Assignment
With the line containing "If you would be willing to indicate the red knit" as the first and the final line of the entries as the last, repeat exactly the lines in that span, including both.

[The data Boundary: Start]

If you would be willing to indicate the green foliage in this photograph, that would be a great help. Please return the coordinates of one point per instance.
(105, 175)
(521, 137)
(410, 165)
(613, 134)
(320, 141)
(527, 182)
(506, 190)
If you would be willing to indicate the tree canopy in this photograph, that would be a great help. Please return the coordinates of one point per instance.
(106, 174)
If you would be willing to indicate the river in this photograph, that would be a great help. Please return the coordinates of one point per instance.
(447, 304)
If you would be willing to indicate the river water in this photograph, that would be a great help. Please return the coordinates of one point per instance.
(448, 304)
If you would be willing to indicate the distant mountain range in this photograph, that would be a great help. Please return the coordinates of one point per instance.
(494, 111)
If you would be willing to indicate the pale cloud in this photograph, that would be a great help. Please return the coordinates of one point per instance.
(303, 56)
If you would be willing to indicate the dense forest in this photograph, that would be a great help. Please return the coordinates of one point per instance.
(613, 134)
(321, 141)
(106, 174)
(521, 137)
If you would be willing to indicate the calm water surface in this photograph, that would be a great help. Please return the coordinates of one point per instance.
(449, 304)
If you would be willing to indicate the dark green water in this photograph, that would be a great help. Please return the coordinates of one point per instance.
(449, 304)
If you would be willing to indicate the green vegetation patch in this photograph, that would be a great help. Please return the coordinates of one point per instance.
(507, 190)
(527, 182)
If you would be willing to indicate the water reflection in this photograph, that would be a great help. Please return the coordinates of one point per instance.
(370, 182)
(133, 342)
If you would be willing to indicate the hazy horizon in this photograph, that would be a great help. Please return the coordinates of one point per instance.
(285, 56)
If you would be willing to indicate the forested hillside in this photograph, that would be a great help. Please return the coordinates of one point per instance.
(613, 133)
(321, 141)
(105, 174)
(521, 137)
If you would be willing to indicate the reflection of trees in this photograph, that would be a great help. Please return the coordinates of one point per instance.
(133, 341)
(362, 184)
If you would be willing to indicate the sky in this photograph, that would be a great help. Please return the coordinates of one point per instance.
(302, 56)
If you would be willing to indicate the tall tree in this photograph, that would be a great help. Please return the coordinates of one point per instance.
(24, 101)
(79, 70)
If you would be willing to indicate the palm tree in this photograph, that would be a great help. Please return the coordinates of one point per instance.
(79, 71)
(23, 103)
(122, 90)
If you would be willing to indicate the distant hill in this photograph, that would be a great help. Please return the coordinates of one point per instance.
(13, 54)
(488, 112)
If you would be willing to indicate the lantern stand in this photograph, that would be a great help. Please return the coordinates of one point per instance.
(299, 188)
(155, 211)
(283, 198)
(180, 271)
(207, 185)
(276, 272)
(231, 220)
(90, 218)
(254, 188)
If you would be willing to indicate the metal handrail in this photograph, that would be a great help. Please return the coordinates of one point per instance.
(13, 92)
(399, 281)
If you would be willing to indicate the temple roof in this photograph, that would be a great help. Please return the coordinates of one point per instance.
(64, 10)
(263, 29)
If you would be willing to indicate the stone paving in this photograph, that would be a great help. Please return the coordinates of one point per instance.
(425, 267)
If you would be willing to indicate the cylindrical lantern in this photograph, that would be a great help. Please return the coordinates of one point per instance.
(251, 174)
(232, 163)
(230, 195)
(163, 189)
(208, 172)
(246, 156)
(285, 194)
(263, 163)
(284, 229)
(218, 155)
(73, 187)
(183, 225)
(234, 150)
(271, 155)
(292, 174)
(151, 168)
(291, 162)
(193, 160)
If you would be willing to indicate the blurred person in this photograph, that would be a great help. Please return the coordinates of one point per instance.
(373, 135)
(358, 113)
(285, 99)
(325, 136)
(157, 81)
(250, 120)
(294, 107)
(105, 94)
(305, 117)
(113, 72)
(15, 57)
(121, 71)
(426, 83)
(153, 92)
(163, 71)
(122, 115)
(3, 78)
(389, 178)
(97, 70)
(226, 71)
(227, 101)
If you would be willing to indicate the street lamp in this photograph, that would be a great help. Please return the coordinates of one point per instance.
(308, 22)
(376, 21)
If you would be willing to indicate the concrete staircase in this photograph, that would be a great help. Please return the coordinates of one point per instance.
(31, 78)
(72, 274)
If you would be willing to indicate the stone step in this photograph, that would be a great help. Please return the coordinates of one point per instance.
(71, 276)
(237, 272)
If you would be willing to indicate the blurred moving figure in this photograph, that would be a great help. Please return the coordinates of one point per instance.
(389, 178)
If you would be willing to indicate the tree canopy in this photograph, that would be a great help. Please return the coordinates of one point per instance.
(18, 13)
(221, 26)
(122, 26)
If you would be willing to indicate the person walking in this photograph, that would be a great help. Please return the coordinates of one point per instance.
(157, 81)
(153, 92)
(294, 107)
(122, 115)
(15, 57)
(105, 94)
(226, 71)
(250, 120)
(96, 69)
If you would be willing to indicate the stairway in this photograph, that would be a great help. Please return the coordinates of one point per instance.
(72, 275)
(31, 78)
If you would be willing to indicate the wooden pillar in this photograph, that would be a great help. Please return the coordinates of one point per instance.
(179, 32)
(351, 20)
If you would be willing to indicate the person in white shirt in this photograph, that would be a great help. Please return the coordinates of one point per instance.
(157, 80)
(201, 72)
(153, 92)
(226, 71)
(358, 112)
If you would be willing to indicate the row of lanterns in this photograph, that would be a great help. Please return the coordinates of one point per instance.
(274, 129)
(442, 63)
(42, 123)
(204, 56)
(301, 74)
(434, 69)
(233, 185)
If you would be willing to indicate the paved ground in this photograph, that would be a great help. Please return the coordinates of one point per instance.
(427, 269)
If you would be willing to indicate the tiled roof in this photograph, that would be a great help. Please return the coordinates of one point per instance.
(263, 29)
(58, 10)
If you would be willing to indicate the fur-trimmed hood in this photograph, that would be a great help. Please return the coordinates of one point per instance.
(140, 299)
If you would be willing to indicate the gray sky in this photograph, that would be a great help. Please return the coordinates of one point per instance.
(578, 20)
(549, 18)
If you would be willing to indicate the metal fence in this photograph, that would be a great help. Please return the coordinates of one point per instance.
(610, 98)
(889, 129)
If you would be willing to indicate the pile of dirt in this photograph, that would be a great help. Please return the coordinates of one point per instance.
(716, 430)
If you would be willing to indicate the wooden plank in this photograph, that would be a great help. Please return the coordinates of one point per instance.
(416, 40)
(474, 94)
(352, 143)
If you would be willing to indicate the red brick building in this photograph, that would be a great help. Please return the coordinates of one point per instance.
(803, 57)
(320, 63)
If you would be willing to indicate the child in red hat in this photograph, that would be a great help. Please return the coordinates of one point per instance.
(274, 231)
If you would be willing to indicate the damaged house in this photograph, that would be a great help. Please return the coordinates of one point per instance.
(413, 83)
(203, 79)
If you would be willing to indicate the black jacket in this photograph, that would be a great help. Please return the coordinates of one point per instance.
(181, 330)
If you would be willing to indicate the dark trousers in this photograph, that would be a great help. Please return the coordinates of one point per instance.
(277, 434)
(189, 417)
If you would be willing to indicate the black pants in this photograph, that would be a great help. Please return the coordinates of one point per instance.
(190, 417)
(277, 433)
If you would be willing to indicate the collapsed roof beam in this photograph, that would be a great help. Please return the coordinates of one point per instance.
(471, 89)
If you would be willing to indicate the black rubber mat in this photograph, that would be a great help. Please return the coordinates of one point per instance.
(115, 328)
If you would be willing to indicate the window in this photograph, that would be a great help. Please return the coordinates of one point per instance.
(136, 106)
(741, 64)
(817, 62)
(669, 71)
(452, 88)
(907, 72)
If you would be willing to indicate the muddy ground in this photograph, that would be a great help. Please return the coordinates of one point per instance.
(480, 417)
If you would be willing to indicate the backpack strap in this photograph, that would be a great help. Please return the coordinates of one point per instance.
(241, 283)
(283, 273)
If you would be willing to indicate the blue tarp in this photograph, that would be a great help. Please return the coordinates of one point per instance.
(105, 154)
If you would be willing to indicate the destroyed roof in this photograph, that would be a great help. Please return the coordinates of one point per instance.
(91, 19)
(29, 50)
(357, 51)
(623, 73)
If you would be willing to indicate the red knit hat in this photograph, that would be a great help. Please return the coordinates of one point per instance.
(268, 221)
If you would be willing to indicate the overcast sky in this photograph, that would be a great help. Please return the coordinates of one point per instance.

[The data Boundary: End]

Response
If you would be willing to indicate the red knit hat in this photograph, that would be a great help. Please return the coordinates of one point per instance.
(268, 221)
If you would be willing to indicate the overcast sky in this photograph, that would be a great help. Please return the coordinates of one point per instance.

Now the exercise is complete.